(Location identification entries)
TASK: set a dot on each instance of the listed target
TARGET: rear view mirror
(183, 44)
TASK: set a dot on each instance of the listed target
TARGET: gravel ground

### Set problem
Rewrite the items above, swapping each "set a dot" for "place a point" and leaving everything else unchanged.

### Answer for the task
TASK: place a point on each instance of the listed target
TARGET: rear view mirror
(183, 44)
TASK: place a point on each instance of the listed target
TARGET: gravel ground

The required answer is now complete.